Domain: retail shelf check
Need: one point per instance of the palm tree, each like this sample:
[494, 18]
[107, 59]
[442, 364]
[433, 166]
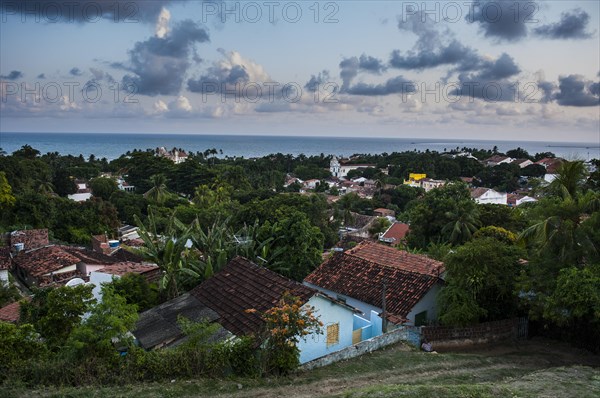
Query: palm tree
[158, 193]
[169, 251]
[560, 232]
[464, 223]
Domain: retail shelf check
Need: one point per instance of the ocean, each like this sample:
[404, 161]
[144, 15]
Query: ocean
[112, 145]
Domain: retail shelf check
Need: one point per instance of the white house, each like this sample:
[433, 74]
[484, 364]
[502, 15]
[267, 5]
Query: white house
[83, 193]
[5, 263]
[364, 275]
[106, 273]
[340, 170]
[489, 196]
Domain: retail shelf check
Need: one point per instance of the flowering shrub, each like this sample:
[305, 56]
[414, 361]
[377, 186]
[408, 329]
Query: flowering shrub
[286, 324]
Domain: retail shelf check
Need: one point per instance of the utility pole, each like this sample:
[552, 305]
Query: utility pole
[383, 313]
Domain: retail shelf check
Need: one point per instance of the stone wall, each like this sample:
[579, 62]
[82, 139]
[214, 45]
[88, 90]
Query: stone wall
[361, 348]
[443, 337]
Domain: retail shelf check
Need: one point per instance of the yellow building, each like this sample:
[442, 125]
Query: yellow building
[414, 178]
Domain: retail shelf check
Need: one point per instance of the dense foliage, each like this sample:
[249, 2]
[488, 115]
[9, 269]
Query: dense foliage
[540, 259]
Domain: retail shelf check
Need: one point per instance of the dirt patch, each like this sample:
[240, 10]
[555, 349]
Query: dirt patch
[557, 353]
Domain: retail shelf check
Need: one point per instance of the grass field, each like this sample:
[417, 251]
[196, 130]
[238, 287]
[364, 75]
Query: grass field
[535, 368]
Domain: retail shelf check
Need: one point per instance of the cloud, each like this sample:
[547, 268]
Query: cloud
[315, 81]
[574, 90]
[572, 25]
[160, 64]
[13, 75]
[503, 20]
[350, 67]
[162, 23]
[396, 85]
[87, 10]
[230, 74]
[433, 48]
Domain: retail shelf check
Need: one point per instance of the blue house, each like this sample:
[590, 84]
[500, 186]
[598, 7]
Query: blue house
[363, 276]
[242, 291]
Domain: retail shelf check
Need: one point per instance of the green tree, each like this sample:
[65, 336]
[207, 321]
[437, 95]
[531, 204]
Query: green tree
[480, 283]
[55, 312]
[105, 329]
[169, 251]
[7, 199]
[436, 210]
[297, 246]
[158, 193]
[463, 223]
[136, 290]
[103, 187]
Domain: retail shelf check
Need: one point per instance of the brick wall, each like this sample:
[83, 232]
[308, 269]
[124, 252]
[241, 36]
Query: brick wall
[481, 333]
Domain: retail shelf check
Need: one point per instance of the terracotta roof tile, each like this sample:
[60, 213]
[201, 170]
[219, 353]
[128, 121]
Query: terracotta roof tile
[243, 285]
[396, 231]
[31, 238]
[45, 260]
[11, 312]
[478, 192]
[123, 268]
[361, 272]
[5, 258]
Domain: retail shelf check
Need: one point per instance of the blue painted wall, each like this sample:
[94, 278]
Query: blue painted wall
[315, 345]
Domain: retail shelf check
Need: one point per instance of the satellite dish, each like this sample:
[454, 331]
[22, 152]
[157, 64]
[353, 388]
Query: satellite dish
[75, 282]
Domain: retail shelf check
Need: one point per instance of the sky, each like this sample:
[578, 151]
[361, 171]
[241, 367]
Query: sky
[490, 69]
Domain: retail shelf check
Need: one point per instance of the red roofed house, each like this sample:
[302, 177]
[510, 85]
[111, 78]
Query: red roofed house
[108, 272]
[5, 264]
[395, 233]
[11, 312]
[360, 277]
[243, 285]
[238, 296]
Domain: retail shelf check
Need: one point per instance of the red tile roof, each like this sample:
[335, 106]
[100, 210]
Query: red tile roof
[397, 231]
[243, 285]
[45, 260]
[5, 258]
[478, 192]
[31, 238]
[123, 268]
[361, 272]
[11, 312]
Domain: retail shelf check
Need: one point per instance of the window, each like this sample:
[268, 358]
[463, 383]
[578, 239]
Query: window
[333, 334]
[421, 318]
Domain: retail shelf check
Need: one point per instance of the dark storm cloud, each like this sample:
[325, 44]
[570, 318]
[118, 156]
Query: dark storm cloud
[572, 25]
[502, 68]
[350, 67]
[315, 81]
[13, 75]
[160, 64]
[86, 10]
[490, 82]
[218, 78]
[348, 71]
[574, 90]
[371, 64]
[503, 20]
[396, 85]
[451, 54]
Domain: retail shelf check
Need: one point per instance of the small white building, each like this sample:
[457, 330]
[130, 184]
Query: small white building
[340, 170]
[83, 193]
[489, 196]
[361, 277]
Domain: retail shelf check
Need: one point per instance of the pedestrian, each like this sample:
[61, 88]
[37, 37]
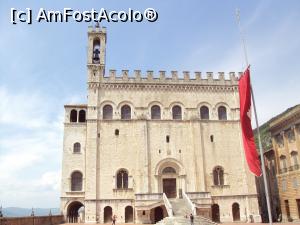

■ What is expected
All entries above must be repeated exactly; pictures are to be left out.

■ Solution
Domain: retail shelf check
Need: one point per instance of the palm tree, each like this sample:
[494, 18]
[107, 59]
[442, 364]
[433, 166]
Query: palm tree
[158, 193]
[169, 251]
[560, 232]
[464, 223]
Domain: retail shelf check
Need: one point per instance of the ocean, each like this sample:
[404, 161]
[144, 15]
Query: ocean
[112, 145]
Domain: retail shelf check
Need: one point per instance of the white house, each like this sample:
[433, 74]
[484, 364]
[502, 15]
[267, 5]
Query: white house
[83, 193]
[5, 263]
[364, 275]
[106, 273]
[340, 170]
[489, 196]
Domain: retail shelf check
Need: one point per instance of the flowering shrub, each like this sample:
[305, 56]
[414, 361]
[377, 186]
[408, 329]
Query: flowering shrub
[286, 324]
Domain: retail shelf check
Need: one point per instance of the utility pole, each like this sample:
[552, 305]
Query: utility pole
[383, 313]
Domain: retail shelf check
Need: one point per instance of the stone wall, each like this sample:
[579, 62]
[82, 139]
[214, 45]
[88, 90]
Query: stone wall
[361, 348]
[443, 337]
Domain: retail shelf check
Need: one point per instance of the yellow building, each like this sample:
[442, 125]
Query: yellow building
[414, 178]
Domain: retail shelf check
Need: one point per instance of the dense foliage, each like this sample:
[249, 2]
[488, 115]
[9, 269]
Query: dense foliage
[540, 259]
Domain: retail shelf check
Need: one point per instance of the dirt patch, each like this sample:
[240, 10]
[555, 349]
Query: dirt patch
[557, 353]
Domain: retail shelf check
Need: one point per instance of the grass field, each like this sample:
[417, 251]
[196, 130]
[238, 287]
[364, 75]
Query: grass field
[535, 368]
Domain: retail shelf check
Need: one point per instance of the cloud, each like this sample:
[547, 268]
Query: cloud
[315, 81]
[574, 90]
[572, 25]
[160, 64]
[13, 75]
[503, 20]
[350, 67]
[162, 23]
[396, 85]
[87, 10]
[230, 74]
[433, 48]
Domain: retail shelf check
Need: one point per instance of the blue house, each like this sample:
[590, 84]
[500, 186]
[598, 7]
Query: blue house
[363, 276]
[242, 291]
Domain: retail shelf check
Need: one point per instance of the green tree, each like this sample:
[65, 336]
[207, 321]
[437, 95]
[531, 204]
Query: green tree
[480, 283]
[55, 312]
[105, 329]
[169, 251]
[7, 199]
[436, 210]
[297, 246]
[158, 193]
[463, 223]
[136, 290]
[103, 187]
Domain: retail shelf check
Need: one point per instance of the brick wall, each like this sample:
[83, 232]
[308, 269]
[124, 252]
[241, 36]
Query: brick wall
[481, 333]
Domain: retail shelf check
Need: one point per instance of the terracotta roof tile, each like this sample:
[60, 213]
[201, 170]
[219, 353]
[128, 121]
Query: terracotta roof tile
[243, 285]
[396, 231]
[31, 238]
[45, 260]
[11, 312]
[478, 192]
[123, 268]
[361, 272]
[5, 258]
Domain: retail shelf check
Need: one point per instance of the blue painted wall, each like this sample:
[94, 278]
Query: blue painted wall
[315, 345]
Domain: retail shelf check
Need: one point per instance of the satellite dish, each like this sample:
[454, 331]
[22, 152]
[157, 64]
[353, 388]
Query: satellite dish
[75, 282]
Domain: retail shelf check
Need: one point per instance of the sky, each like this sample:
[578, 151]
[361, 171]
[241, 367]
Query: sky
[490, 69]
Domain: retail shelf check
Need: one point per instance of the red roofed house, each like this sample:
[302, 177]
[510, 85]
[111, 78]
Query: red roofed house
[108, 272]
[5, 264]
[395, 233]
[11, 312]
[360, 277]
[243, 285]
[238, 296]
Domain: retail shelf check
Need: one point per instance of the red tile roof, each like this sample:
[335, 106]
[100, 210]
Query: red tile roof
[397, 231]
[243, 285]
[45, 260]
[5, 258]
[478, 192]
[31, 238]
[123, 268]
[361, 272]
[11, 312]
Domain: retail shelf check
Need: one point per instance of the window, each like this sample:
[268, 358]
[463, 383]
[578, 239]
Query: window
[333, 334]
[421, 318]
Domain: retail shelf check
Need: one point per instance of the dark storm cloud, each like this sample:
[325, 44]
[570, 318]
[118, 156]
Query: dark storm cloud
[572, 25]
[502, 68]
[350, 67]
[315, 81]
[13, 75]
[160, 64]
[86, 10]
[490, 82]
[218, 78]
[348, 71]
[574, 90]
[371, 64]
[503, 20]
[396, 85]
[451, 54]
Domain: retail shelf check
Need: one point per instance of the small white building, each like this sample:
[457, 330]
[130, 184]
Query: small white building
[340, 170]
[83, 193]
[489, 196]
[361, 277]
Domain: retail shelf check
Need: one point per instance of the pedestrian, each like this sample:
[61, 88]
[37, 37]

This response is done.